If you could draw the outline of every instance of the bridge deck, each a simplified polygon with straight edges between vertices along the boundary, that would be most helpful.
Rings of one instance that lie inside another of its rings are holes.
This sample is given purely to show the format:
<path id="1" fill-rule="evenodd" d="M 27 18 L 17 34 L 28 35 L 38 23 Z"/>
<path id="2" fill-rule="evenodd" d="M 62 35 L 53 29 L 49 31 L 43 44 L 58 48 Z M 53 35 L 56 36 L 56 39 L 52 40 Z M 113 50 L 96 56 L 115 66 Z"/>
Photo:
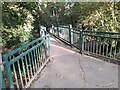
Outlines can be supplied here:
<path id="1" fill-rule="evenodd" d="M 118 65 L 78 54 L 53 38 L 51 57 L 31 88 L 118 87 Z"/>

•••••

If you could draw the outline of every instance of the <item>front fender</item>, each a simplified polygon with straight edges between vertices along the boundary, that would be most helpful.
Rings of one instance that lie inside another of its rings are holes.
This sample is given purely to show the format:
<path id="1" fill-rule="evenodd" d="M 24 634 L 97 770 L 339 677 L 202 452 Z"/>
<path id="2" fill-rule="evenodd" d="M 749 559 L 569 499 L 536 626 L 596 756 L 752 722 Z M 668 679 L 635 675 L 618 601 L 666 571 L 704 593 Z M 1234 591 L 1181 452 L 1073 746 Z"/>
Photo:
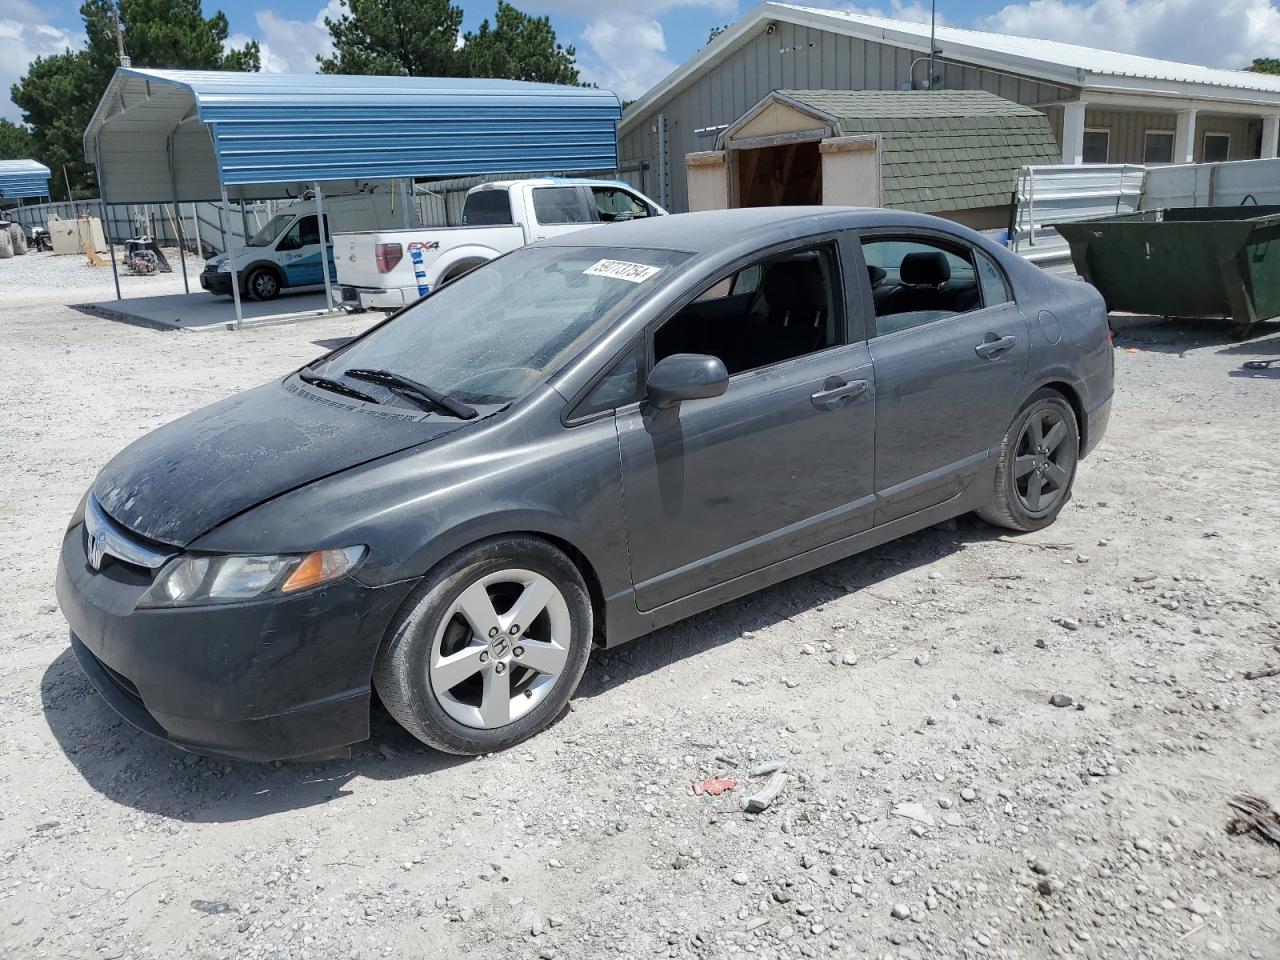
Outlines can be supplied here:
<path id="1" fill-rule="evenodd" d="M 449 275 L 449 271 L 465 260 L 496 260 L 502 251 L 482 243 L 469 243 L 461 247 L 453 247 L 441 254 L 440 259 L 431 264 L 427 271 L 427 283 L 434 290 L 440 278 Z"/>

•••••

TASK DETAILS:
Look through the data above. Each line containing the word "could" needs to be copied.

EXERCISE ANSWER:
If you could draw the outline of every instance of the bridge deck, each a simplified polygon with straight edges between vertices along the boundary, that would be most helpful.
If you could draw the outline of every instance of the <item>front fender</item>, each a simplified polygon with straight edges between vertices along the boundary, that would be most helpful.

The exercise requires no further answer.